KUTIPAN:
Sosok ulama terbentuk dari sifat bawaan alami mereka. Namun diperlukan juga pengkondisian pada kaderisasi yang terprogram. Mereka sejak awal menunjukkan sifat cerdas, solih, berkidmat dan senang berkorban. Sesungguhnya yang takut kepada Allah di antara hamba-hamba-Nya, hanyalah ulama. Para ulama s adalah mereka yang memiliki rasa takut pada Tuhannya.
Mereka memahami sifat-sifat agung pencita, kalam pencipta dan mengamalannya, menghalalkan yang halal, mengharamkan yang haram. Ulama juga yakin akan hisab amal baik dan buruk di hari akhir nanti, sehingga beruasaha baik selama di dunia. Ulama memahami Alquran, hadits dan kitab pendukungnya sehingga timbul rasa tunduk pada Allah, kemudian menimbulkan kebiasaan ibadah dan akhlak yang baik. Para ulama ini juga mendakwahkan apa dipahaminya kepada manusia melalui tempat ibadah dan lembaga pesantren.
Dwi Budiman Assiroji (2020), kaderisasi ulama biasa dilakukan melalui lembaga pesantren. Polanya adalah, pertama-tama ulama pemimpin pesantren mencari santri-santri unggulan dari santri yang ada untuk dijadikan kader ulama. Kemudian, santri unggulan tadi dibuatkan kelas khusus bersama ulama pemimpi pesantren. Kelas ini adalah kelas tambahan dengan materi yang lebih tinggi dari materi yang diberikan di kelas biasa. Selain itu, santri unggulan ini juga diberikan tugas untuk mengajar kelas bawah sebagai ajang latihan.

TUGAS:
Salin persis bagian kutipan tentang ulama di atas, mulai dari "Sosok ulama terbentuk" dan terus sampai "dan lembaga pesantren.".

DATA TERSIMPAN:
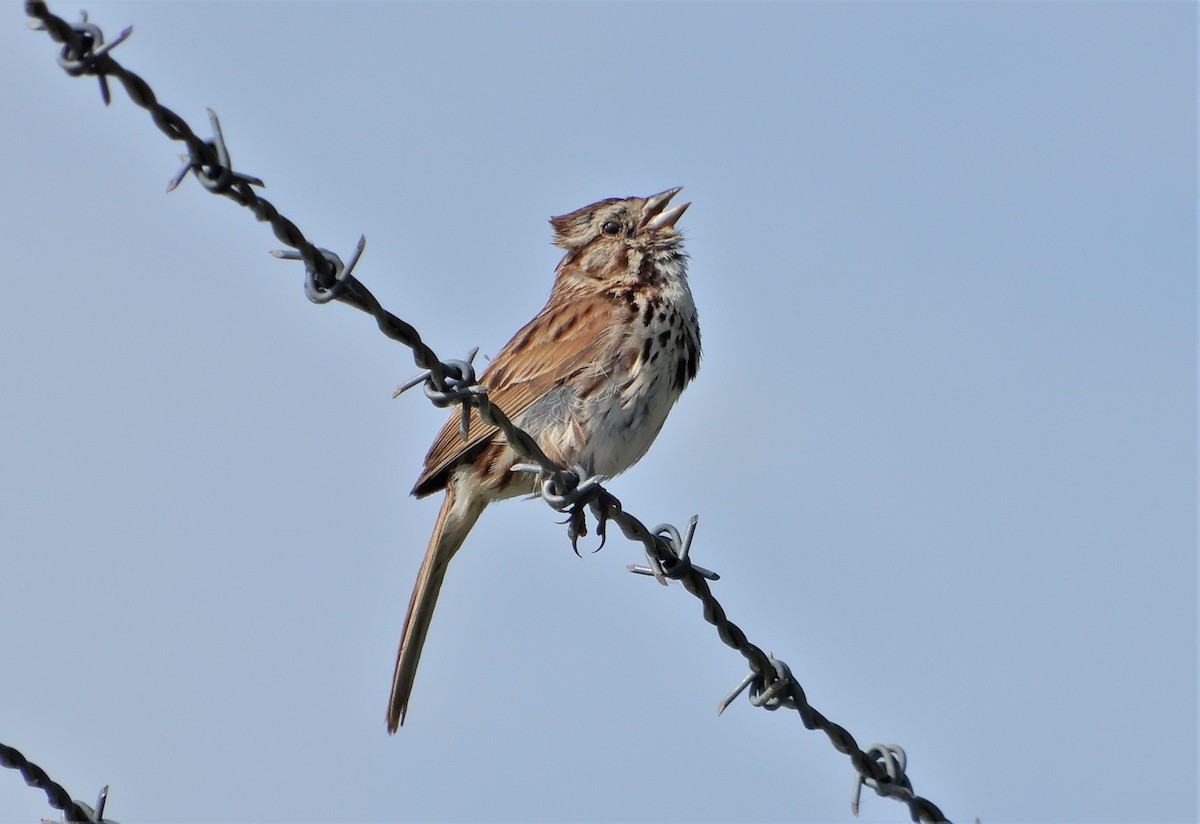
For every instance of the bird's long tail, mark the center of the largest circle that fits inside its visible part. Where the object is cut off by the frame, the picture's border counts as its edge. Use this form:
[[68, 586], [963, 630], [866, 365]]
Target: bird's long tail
[[457, 516]]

HASIL TUGAS:
Sosok ulama terbentuk dari sifat bawaan alami mereka. Namun diperlukan juga pengkondisian pada kaderisasi yang terprogram. Mereka sejak awal menunjukkan sifat cerdas, solih, berkidmat dan senang berkorban. Sesungguhnya yang takut kepada Allah di antara hamba-hamba-Nya, hanyalah ulama. Para ulama s adalah mereka yang memiliki rasa takut pada Tuhannya.
Mereka memahami sifat-sifat agung pencita, kalam pencipta dan mengamalannya, menghalalkan yang halal, mengharamkan yang haram. Ulama juga yakin akan hisab amal baik dan buruk di hari akhir nanti, sehingga beruasaha baik selama di dunia. Ulama memahami Alquran, hadits dan kitab pendukungnya sehingga timbul rasa tunduk pada Allah, kemudian menimbulkan kebiasaan ibadah dan akhlak yang baik. Para ulama ini juga mendakwahkan apa dipahaminya kepada manusia melalui tempat ibadah dan lembaga pesantren.